--- Start Excerpted text ---

But having grown up in a political family tied to the right wing, Larrain had nothing in common with the right and considered himself anti-Pinochet (August Pinoche was an army general and dictator of Chile from 1973 to 1981).
Larrain felt that with Augusto Pinochet in power, the Pinochet government was responsible for destroying culture and writers and artists were persecuted under his dictatorship.
But in 1988, a Chilean national plebiscite (a referendum on whether President Augusto Pinochet should remain in office for another eight years) was held and during that time, for 27 nights, those who supported or were against Pinochet would have 15 minutes per night to present their point of view and get people to vote.
For this unprecedented election in Chile, it would become the source for Pablo Larrain’s fourth film titled “No” starring Mexican film actor and director Gael Garcia Bernal (“Y tu mama tambien”, “The Motorcycle Diaries”, “Babel”). The film would be nominated for a “Best Foreign Language Film” at the 85th Academy Awards.
The 2012 film takes place in 1988 and a Chilean national plebiscite is to be held. Rene Saavedra (portrayed by Gael Garcia Bernal) is a successful advertisement director approached by the “No” side for consultation of their 15-minute advertising spots that would air on television for 27 nights, meanwhile his boss who is conservative wants him to be in charge of the “Yes” campaign and in return he would get a major account and make a lot of money.
Raising a son named Simone by himself, while his ex is with another man and often getting in trouble with the law as an activist, after seeing her beaten by law officials, he is more determined to consult the “No” advertising committee.
And in the beginning, the committee is more interested in showing how many people were tortured, how many people were incarcerated and the tyranny in the Pinochet dictatorship but Rene feels this is not the way to get people to vote. He proposes a more upbeat promotional approach in order to entice people to vote.
But all is not well as the opposition tries to intimidate Rene and let them know they are watching his family. But even with acts of trying to intimidate Rene, he is more determined in creating an advertising campaign that will lead people to vote against Pinochet. But what kind of marketing campaign will he come up with?
“No” is presented in 1080p High Definition (1:40:1). It’s important to note that for this film, cinematographer Sergio Armstrong used a 1983 U-Matic video camera because it was instrumental to blend the archival footage to the film and make it feel realistic.
In an interview with “Bring the Noise UK”, Pablo Larrain said, “Every time I see a movie that has archive footage in the middle mixed, you can immediately tell, and it kills my illusion. It’s like you’re watching something and it has a film star shot in super 35mm, or high end HD, and then you cut to this old video format or stock footage and it just looks so different.”
So, the way the film was shot made it look like it was shot in the ’80s. The film was not made to look fantastic in HD but to make sure the film and its archived footage blend well together and because of that, I do feel that Pablo Larrain and Sergio Armstrong managed to capture the era and blend both archived footage and modern footage shot with the U-Matic with efficacy.
AUDIO & SUBTITLES:
“No” is presented in Spanish 5.1 DTS-HD MA. While the film is primarily dialogue-driven, there are scenes with crowds and a scene with a riot that can be heard through the surround channels. But for the most part, the film is center and front-channel driven.
Subtitles are in English, English SDH and French.
“No” come with the following special features:
- Audio Commentary – Featuring audio commentary with director Pablo Larrain and actor Gael Garcia Bernal.

--- End Excerpted text ---
--- Start Task input ---

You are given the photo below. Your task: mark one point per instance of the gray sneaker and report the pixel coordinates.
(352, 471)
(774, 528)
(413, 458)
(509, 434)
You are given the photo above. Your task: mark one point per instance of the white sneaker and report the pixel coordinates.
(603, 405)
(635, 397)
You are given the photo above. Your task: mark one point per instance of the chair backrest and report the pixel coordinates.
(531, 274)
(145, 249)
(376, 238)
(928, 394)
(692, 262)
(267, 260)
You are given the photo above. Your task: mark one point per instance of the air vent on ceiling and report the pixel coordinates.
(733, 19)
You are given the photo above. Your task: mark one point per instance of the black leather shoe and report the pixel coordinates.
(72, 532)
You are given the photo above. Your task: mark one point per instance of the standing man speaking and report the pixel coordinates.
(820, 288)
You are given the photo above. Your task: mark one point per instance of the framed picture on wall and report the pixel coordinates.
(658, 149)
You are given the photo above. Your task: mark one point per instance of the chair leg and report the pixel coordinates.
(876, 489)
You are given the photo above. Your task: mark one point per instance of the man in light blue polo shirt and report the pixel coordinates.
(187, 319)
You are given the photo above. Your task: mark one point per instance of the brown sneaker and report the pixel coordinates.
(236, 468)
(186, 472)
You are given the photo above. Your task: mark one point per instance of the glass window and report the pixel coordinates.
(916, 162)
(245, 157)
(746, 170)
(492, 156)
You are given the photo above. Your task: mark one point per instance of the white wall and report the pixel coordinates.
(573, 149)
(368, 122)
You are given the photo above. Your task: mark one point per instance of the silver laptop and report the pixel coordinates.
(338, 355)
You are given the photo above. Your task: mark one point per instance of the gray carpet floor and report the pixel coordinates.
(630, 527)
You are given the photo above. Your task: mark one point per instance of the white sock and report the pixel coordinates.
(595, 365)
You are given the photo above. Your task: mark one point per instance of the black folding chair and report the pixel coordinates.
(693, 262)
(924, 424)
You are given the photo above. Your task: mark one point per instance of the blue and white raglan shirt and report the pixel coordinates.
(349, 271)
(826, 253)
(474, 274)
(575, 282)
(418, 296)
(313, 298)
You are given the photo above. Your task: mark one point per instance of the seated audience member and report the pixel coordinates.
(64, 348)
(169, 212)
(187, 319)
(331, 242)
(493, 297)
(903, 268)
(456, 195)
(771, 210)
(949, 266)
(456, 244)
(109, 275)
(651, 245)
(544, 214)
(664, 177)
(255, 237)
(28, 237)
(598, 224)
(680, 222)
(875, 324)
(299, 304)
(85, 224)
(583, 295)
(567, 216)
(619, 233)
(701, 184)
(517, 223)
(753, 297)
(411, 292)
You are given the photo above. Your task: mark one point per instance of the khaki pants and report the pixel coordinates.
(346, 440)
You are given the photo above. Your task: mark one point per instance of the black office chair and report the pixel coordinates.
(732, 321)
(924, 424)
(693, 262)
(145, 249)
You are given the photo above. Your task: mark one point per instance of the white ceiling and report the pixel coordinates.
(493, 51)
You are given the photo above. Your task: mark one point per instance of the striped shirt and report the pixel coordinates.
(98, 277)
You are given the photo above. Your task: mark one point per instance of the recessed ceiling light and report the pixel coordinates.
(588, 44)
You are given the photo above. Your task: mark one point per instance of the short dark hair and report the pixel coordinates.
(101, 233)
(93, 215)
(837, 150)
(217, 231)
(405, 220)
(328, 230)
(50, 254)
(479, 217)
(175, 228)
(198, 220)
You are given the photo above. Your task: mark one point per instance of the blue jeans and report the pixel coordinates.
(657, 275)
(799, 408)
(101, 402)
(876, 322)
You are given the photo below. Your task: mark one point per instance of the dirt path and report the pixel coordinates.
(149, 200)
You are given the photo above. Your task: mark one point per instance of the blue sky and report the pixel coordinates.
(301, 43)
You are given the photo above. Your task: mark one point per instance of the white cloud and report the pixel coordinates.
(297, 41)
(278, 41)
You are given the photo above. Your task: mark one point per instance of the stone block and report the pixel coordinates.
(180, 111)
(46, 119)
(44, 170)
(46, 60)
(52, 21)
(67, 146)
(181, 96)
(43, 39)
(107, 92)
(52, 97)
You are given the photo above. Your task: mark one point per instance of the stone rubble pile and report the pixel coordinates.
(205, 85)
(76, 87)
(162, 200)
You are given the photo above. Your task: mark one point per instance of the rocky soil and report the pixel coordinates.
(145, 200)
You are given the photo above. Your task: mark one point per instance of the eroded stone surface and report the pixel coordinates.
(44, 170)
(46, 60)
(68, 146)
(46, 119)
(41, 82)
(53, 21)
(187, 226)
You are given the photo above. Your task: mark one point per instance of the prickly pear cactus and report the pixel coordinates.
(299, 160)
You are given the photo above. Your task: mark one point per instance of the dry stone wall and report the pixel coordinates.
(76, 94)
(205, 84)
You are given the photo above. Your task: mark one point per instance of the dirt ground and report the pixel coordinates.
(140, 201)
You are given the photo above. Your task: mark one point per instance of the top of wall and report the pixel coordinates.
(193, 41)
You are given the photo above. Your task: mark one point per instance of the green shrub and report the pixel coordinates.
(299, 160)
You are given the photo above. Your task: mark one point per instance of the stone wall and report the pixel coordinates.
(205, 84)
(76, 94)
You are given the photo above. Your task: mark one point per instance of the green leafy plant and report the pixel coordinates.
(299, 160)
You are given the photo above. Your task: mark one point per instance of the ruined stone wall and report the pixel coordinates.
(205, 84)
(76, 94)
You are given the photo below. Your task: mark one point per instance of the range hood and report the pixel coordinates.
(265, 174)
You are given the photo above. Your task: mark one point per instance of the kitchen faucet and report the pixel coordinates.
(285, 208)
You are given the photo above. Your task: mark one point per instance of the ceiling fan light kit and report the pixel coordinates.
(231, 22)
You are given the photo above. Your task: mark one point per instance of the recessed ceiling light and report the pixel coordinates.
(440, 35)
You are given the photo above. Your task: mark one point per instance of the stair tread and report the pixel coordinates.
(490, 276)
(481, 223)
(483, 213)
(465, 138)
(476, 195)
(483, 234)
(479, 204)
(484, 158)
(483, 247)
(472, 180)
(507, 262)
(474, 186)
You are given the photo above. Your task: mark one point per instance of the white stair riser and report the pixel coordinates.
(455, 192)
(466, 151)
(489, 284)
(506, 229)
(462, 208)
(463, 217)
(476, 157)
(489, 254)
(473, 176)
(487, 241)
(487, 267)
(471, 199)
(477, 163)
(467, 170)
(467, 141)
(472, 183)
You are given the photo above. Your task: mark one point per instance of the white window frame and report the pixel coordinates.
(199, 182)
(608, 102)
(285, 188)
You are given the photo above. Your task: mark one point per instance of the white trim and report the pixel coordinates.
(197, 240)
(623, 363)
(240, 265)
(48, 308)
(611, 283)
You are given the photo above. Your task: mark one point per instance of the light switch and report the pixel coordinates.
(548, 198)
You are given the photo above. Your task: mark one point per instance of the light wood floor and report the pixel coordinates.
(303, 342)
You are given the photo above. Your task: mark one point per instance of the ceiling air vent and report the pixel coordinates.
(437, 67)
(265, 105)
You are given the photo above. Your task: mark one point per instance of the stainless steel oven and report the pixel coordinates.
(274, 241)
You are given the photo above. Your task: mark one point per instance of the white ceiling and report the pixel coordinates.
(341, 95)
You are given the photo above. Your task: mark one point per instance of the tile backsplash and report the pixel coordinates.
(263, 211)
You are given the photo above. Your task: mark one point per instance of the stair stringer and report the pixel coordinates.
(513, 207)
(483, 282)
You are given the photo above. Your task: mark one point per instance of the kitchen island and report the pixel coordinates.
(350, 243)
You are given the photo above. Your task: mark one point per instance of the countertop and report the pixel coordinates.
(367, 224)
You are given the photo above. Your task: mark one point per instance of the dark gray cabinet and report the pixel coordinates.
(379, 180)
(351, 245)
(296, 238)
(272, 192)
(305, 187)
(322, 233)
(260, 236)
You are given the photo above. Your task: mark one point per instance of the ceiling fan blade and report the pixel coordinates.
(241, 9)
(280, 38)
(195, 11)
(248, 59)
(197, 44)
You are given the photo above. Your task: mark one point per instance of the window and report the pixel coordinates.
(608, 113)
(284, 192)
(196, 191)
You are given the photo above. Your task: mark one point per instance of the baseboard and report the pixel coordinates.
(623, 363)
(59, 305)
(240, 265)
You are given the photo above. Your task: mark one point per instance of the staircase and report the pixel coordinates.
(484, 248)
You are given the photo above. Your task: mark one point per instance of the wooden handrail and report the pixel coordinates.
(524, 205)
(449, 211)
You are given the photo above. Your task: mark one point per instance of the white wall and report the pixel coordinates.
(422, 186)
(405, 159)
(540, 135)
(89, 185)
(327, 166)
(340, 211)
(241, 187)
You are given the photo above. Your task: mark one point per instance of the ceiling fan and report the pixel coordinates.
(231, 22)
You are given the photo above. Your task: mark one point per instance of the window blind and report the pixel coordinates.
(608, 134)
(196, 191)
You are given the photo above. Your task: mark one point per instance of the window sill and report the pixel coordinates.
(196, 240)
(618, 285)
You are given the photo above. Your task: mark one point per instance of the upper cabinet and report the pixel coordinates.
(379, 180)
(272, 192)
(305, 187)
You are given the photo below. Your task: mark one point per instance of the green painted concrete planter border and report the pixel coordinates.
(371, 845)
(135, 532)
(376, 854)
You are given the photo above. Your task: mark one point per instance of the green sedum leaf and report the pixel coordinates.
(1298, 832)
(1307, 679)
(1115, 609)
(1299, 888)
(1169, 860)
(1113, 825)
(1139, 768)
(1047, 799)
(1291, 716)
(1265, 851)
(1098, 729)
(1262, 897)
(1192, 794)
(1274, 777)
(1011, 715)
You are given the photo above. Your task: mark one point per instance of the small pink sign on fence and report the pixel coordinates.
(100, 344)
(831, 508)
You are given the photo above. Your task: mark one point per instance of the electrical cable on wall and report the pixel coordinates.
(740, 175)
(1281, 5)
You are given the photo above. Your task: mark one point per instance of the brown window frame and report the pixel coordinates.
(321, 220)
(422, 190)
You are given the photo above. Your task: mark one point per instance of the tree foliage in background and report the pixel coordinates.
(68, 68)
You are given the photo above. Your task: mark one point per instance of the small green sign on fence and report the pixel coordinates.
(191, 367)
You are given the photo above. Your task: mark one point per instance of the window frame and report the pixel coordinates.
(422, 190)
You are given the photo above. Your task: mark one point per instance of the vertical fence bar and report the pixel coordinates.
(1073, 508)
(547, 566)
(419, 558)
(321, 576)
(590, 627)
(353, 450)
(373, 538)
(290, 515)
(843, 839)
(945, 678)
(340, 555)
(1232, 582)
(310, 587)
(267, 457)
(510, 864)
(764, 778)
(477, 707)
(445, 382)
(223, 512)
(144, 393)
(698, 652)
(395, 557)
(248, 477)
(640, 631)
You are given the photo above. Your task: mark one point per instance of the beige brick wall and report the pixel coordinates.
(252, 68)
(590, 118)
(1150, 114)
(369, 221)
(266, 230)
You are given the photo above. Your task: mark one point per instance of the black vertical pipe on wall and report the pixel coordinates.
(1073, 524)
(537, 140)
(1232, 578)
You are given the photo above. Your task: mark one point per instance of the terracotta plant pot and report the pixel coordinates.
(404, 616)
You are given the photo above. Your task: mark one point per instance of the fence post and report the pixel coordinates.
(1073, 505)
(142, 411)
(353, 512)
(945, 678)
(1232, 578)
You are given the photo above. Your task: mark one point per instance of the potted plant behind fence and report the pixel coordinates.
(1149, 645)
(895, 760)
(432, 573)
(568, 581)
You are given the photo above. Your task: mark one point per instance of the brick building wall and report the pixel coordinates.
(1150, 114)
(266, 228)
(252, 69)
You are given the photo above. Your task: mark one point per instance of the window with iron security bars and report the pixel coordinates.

--- End Task input ---

Brief A: Starting with the line in the rows that contains "the window frame and report the pixel coordinates." and going on through the end of the rows, replace "fence post" with "fence pole" and return those lines with everything else left as is.
Brief B: Write what comes next in the review of the Chilean film "No," picking up after its final line.

Written answer A:
You are given the photo above. Your task: mark one point per instance of the window frame and report the pixel coordinates.
(422, 190)
You are given the photo above. Your task: mark one point per instance of the vertical fence bar and report the pixel coordinates.
(1073, 508)
(547, 566)
(419, 558)
(321, 576)
(590, 627)
(353, 450)
(373, 538)
(290, 515)
(843, 839)
(945, 678)
(340, 555)
(1232, 582)
(310, 587)
(267, 457)
(510, 864)
(764, 778)
(477, 707)
(445, 382)
(223, 512)
(144, 393)
(698, 652)
(395, 557)
(248, 477)
(640, 631)
You are given the photo above. Your task: mark one point per instance of the beige brick wall and report the pixel coordinates.
(252, 68)
(590, 118)
(1150, 114)
(369, 221)
(266, 230)
You are given the photo above. Your task: mark one point per instance of the black vertical pipe on wall and report the pixel coordinates.
(1073, 524)
(537, 140)
(1232, 578)
You are given the photo above. Your task: mark one point per instance of the terracotta plant pot and report the pixel coordinates.
(404, 616)
You are given the photo above. Your task: mark one point per instance of the fence pole and report the pixel coordinates.
(1073, 505)
(142, 411)
(353, 512)
(945, 678)
(1232, 578)
You are given the photo above. Your task: mark one point per instance of the potted plant behind fence and report the pixel coordinates.
(1149, 645)
(895, 760)
(432, 573)
(568, 581)
You are given the photo above. Your task: mark one point per instance of the brick building wall and report the pixel coordinates.
(1150, 114)
(266, 228)
(252, 69)
You are given the photo above. Your task: mark one point per instance of the window with iron security bars and report the pixel coordinates.

Written answer B:
- Q&A with Gael Garcia Bernal – (12:47) A Q&A with Gael Garcia Bernal at TIFF.
- Theatrical Trailer – (2:43) Theatrical trailer for “No”
Typically when you watch political cinema in regards to an election, it tends to focus on strategies employed by both opposition parties.
From D.A Pennebaker’s documentary “The War Room” to films such as “The Contender”, “Election”, “Wag the Dog”, it’s primarily party-driven.
So, for Pablo Larrain to create a film that revolves around the marketing campaign during the 1988 Chilean national plebiscite, I found it quite intriguing because while these elections were featured on the news, I had no idea what kind of marketing campaign was used by the opposition against Army General Augusto Pinochet.
While we see the “Rock the Vote” campaigns in the U.S. bringing together celebrities and music artists to target the younger demographic, in Chile, they knew that those who weren’t sure they were going to vote were 60-year-old women and the younger voters.
Through research, they knew that older voters have been through the worst. They have seen the worst and possibly knew of people who have experienced the worse from Pinochet’s government. But at the same time, they are reluctant to vote, thinking that the election may be a scam, that the government would find a way to tamper with the voting system or even get them into trouble.
So, for the character of Rene Saavedra, a savvy advertising creator, he knew that he needed to reach out to these voters, not with the depressing or hard hitting facts of Pinochet’s government but to use celebrities, music and excitement that would get people to vote and make voting seem “cool”, especially as opposition to Pinochet’s government.
Despite the intimidation tactics used by those in support of Pinochet’s government, the film focuses on Rene Saavedra’s team employing tactics to shift public sympathy for the no-campaign. And what they come up with is fascinating and well-executed.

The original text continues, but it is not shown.